- EXERCISE REQUIREMENTS -
The post below names the spaces the writer went to for interviews in a sentence that starts "I went to apartments." List every kind of space in that sentence.

- QUOTED PASSAGE -
_ _ _ _

Monday, February 14, 2005

When I first left school, college, I, like most people was in a bit of a shock. I really missed the sense of community around me not to mention having access to all the equipment. I was at a loss what to do, how to keep making art.

My soon-to-be friend and artist Wendy Jacob told me about a project she did when she first got out of school. For a whole year she drew a picture of an egg. Everyday until the year was up. Everyday a new egg. You might raise your eyebrows at this but to me it was an epiphany and I knew in her very minimalist and subtle way Wendy was sharing something with me not as a linear teaching lesson but more like opening a window to let some air and light in.

Two of the bigger things that I was doing at that moment was trying to reconnect with my sister whom I left at home when I went away and watching a then rather unknown program called Inside the Actor's Studio. Back then James Lipton's end of the show questionnaire was actually longer, containing more questions. So I put the two together, I really can't recall what was going through my head, and used the questionnaire with more added questions and started an interview process.

The questions were very polarized: what is your favorite word? what is your least favorite word? what is your favorite smell? etc.... So I took a tape recorder and went to everyone, people I knew, people I'd see on the street, in cafes and ask to interview them. Obviously I scared a few people but I got a lot of takers and I always began the interview telling them that they could come back and interview me anytime they wanted, with the same questions or ones of their own.

I really learned a lot about listening during the process and the questions often melted into the background, providing a loose backbone for a conversation. There were joyous and beautiful moments and some very sad ones. I was surprised at how many people just opened up. I went to apartments, places of work, offices, school rooms-so many different spaces. I learned how the cadence of my voice and my sitting position could alter and bring out the conversations. I must have interviewed more than two hundred people and it became this monster of a thing, cassette tapes everywhere and then it occurred to me that I wanted to give all these tapes to my sister. I had my reasons, many of them having to do with wanting to give her something meaningful, to give her this beautiful thing that would be an opening into the world. I interviewed everyone, covering a spectrum of ages, professions, etc....

_ _ _ _

- DATA SHOWN -
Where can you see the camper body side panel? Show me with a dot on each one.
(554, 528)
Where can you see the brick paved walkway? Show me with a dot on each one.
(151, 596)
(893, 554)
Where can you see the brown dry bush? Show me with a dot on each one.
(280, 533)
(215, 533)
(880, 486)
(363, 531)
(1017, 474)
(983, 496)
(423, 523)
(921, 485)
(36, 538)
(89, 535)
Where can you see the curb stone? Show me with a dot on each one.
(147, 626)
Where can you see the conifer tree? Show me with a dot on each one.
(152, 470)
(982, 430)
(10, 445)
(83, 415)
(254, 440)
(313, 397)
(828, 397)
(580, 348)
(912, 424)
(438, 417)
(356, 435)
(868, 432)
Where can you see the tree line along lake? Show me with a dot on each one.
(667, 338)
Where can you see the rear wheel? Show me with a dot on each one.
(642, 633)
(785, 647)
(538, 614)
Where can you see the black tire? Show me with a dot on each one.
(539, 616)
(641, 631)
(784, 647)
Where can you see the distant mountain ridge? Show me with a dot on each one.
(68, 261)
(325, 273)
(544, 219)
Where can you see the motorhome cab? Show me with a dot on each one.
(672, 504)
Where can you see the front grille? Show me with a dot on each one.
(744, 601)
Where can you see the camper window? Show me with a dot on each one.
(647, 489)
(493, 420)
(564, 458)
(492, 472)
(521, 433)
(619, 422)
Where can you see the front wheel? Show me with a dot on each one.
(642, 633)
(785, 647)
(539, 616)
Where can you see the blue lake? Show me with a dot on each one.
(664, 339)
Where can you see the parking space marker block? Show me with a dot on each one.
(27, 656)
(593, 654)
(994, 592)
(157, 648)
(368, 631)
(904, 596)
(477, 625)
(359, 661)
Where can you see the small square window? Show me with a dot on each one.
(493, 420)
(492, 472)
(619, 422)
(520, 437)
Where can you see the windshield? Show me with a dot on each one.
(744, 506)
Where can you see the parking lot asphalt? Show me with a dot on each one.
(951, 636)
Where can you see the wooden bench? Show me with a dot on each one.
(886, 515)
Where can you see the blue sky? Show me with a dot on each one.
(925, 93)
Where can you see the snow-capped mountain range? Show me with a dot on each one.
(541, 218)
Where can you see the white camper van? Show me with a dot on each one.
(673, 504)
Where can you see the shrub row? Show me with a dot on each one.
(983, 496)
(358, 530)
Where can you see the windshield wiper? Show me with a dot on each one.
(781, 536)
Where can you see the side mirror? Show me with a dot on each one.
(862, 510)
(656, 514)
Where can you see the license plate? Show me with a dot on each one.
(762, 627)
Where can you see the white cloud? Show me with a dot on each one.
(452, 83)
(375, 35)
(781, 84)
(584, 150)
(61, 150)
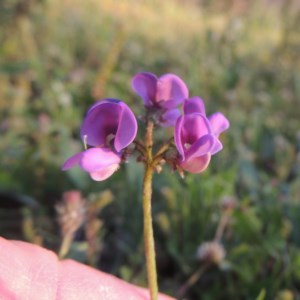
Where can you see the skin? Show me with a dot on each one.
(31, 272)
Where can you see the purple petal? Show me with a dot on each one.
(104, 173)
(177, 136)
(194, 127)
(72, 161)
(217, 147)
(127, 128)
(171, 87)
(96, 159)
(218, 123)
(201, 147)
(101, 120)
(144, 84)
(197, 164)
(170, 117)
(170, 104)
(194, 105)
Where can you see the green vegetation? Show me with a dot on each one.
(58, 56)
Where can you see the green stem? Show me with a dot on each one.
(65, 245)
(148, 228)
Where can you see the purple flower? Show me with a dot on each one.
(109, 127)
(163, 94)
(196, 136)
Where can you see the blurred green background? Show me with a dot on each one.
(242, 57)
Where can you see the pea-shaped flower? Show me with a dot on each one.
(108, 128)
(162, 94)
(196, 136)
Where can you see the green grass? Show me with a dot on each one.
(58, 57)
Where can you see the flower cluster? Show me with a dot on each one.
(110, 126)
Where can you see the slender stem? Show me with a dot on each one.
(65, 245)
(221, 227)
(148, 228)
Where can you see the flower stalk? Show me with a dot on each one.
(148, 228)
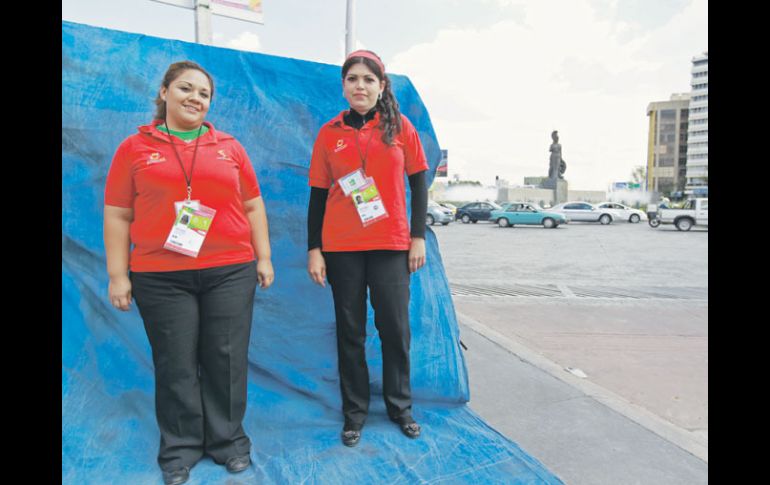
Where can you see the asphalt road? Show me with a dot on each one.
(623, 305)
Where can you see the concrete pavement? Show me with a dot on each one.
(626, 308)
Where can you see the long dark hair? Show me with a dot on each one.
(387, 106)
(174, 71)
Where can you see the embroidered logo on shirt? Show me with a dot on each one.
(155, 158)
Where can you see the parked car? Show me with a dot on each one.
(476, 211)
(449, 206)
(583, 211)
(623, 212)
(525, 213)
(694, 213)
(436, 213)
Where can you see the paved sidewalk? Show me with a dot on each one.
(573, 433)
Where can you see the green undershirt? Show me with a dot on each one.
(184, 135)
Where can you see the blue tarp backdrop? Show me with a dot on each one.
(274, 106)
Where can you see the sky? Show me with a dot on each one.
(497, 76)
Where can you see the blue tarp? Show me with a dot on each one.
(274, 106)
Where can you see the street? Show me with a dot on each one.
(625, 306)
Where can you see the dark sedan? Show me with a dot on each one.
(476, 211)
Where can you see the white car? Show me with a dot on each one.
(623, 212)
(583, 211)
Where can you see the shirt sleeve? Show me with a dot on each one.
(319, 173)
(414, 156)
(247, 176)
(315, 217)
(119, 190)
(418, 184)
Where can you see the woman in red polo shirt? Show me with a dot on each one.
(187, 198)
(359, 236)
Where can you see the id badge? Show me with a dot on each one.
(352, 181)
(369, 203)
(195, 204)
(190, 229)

_ _ _ _

- REPLY TO THE TASK -
- Apartments
- Places of work
- Offices
- School rooms